**The problem**
Return each entry below word for word, leaving out any image.

**The records**
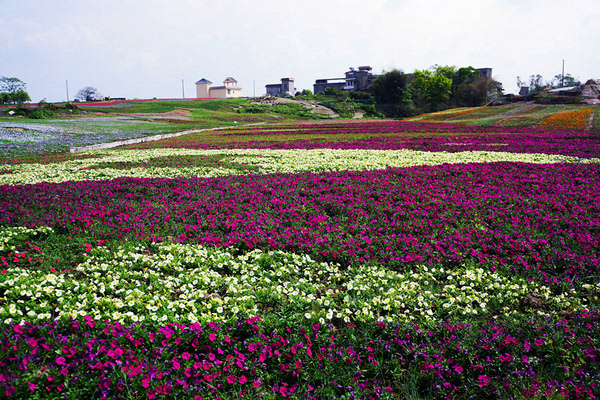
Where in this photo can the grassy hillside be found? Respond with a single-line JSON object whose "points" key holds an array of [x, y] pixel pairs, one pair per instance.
{"points": [[523, 115]]}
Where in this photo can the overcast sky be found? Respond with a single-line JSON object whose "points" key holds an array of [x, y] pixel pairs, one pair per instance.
{"points": [[145, 48]]}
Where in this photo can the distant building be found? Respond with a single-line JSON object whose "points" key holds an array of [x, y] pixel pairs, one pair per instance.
{"points": [[485, 72], [354, 79], [285, 88], [524, 91], [230, 88]]}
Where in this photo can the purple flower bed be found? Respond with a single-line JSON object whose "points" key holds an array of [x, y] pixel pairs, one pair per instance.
{"points": [[84, 358], [524, 217]]}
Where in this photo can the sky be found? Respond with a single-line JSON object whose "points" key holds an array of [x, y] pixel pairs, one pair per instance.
{"points": [[158, 48]]}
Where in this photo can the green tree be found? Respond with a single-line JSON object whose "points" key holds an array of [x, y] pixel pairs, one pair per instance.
{"points": [[88, 93], [13, 90], [392, 94], [566, 81], [431, 89], [20, 97]]}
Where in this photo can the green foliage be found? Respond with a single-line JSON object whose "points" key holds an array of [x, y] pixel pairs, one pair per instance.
{"points": [[88, 93], [392, 94], [12, 91], [431, 89]]}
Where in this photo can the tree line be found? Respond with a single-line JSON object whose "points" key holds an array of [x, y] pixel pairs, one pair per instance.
{"points": [[440, 87]]}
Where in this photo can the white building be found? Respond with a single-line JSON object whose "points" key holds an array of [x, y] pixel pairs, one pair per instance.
{"points": [[230, 88]]}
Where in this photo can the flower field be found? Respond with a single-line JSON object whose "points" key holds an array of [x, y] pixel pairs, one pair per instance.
{"points": [[344, 259]]}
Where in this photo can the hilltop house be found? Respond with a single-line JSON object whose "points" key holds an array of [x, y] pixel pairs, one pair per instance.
{"points": [[285, 88], [354, 79], [230, 88]]}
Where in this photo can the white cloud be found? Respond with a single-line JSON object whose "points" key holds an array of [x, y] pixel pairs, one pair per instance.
{"points": [[140, 48]]}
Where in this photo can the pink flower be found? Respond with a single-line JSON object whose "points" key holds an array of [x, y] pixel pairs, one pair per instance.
{"points": [[484, 380]]}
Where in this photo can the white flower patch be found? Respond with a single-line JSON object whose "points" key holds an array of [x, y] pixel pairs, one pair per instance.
{"points": [[267, 161], [176, 282]]}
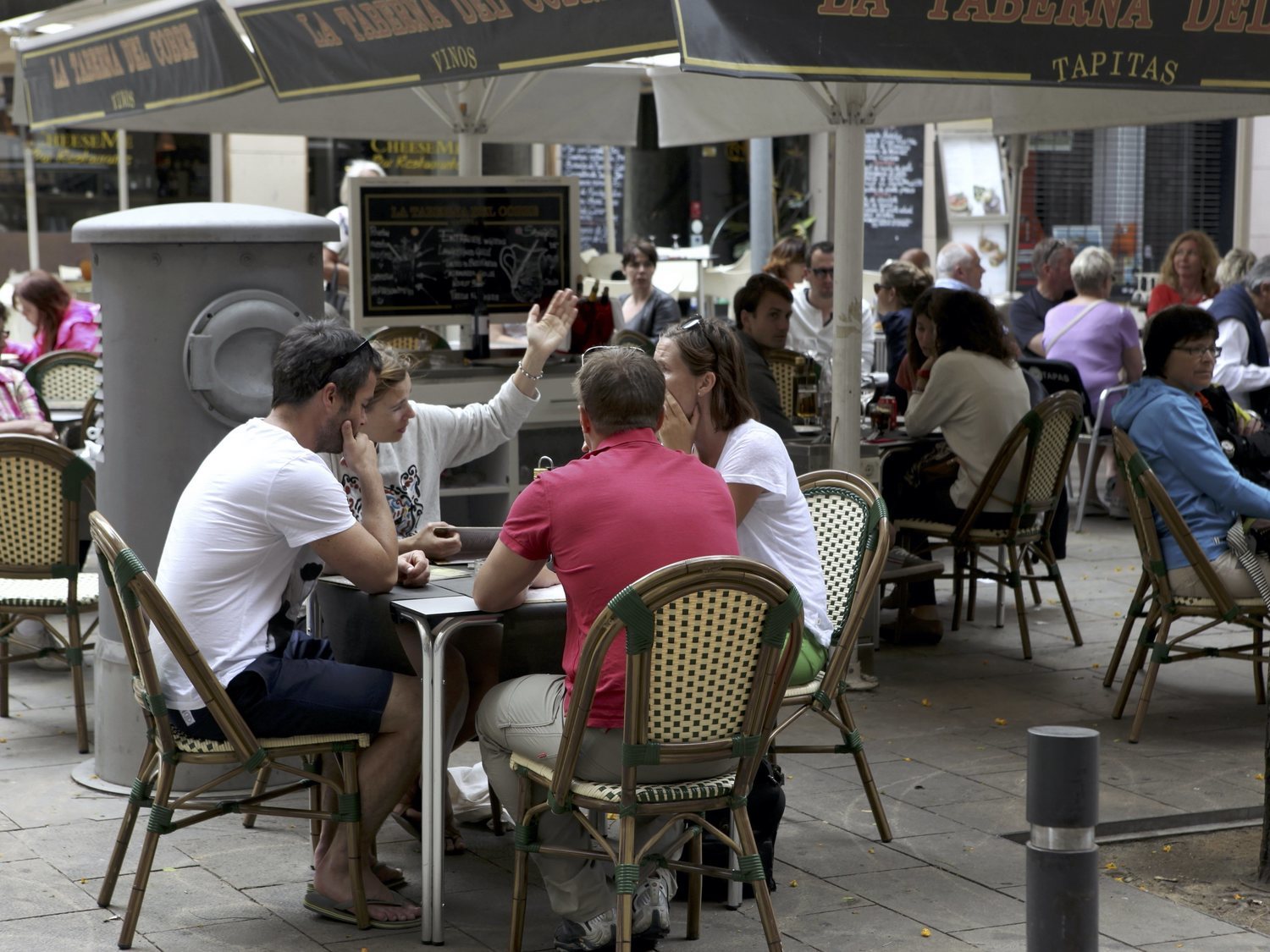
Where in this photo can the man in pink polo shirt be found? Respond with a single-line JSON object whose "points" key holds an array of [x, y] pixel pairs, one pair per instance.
{"points": [[624, 509]]}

**Reply to the task**
Where in this photo can the grassy hillside be found? Respond with a single-line JSON object whose "points" key holds an array of [x, y] pixel pairs, one pair per instance.
{"points": [[523, 115]]}
Where in this photo can the overcast sky be found? Respond with a single-line JSON object whose "points" key holds an array of [x, y] pixel pairs, one pair per instance.
{"points": [[145, 48]]}
Where in this photo can the distant building be found? Respond with a single-line JSON object whose "points" key holds an array of [x, y] pixel pairs, one pair per instance.
{"points": [[485, 72], [354, 79], [285, 88], [524, 91], [230, 88]]}
Where in this photo can the purple flower bed be found? Respond with a single-line JSON object whose "points" key holds an array of [x, y] pixel pairs, one pair per instance.
{"points": [[84, 358], [524, 217]]}
Where in this photo can the sky be found? Respond with a single-line JSON object whose "points" key holds an array of [x, y] pixel pairs, one pair per instance.
{"points": [[158, 48]]}
Where in this photo can the green tree be found? Respond with a single-line JSON object whose "points" key holds an array of [x, y] pixel pairs, one pair per instance.
{"points": [[88, 93], [13, 90], [392, 94], [566, 81], [431, 89], [20, 97]]}
Where in this photo can the green foliage be found? Respond with a single-line JSON object whose "points" key holds an array of [x, y] pixel pairs, one pair per instance.
{"points": [[88, 93], [392, 94], [12, 91], [431, 89]]}
Where in this photo can the tree line be found? Respond with a single-line JSON object whose "points" key holds an array of [x, y] pixel pairs, one pair per instance.
{"points": [[440, 87]]}
Where in this photo can the white building be found? Respond with a single-line JSON object whose "points" key holds an array of [x, y] pixel pairs, one pair per instance.
{"points": [[230, 88]]}
Where in this photo can the flower field be found? Respond with a single-line JSON object whose "points" key holds an array of [x, y] pixel pairs, one pair per instance.
{"points": [[344, 259]]}
Where in this photo can the hilltop house be found? Respond with a single-line JSON object whose "points" key holds an array of [x, y] pixel pairs, one pair per instance.
{"points": [[285, 88], [354, 79], [230, 88]]}
Where in this photo can the white cloud be found? Respond with a single-line JSON object whose "points" key holds an array of [x, y] pixel pairs, one pair per instance.
{"points": [[140, 48]]}
Where in this photo can the pink flower be found? Respond with a single-line JSON object whose "points" key holds an array of [x, y] pixel pairs, one pair per instance.
{"points": [[484, 380]]}
Where in this photo can the white flower patch be found? Respond with a single-line JSON object whose "points" key holds an array of [x, y] pixel pairs, one pair per instance.
{"points": [[267, 161], [176, 282]]}
Where in this photo can the man in pink polo shirt be found? Respond with a single-line JSON object whose "points" key holds an array of [x, y] pixel pairs, one pair per instance.
{"points": [[624, 509]]}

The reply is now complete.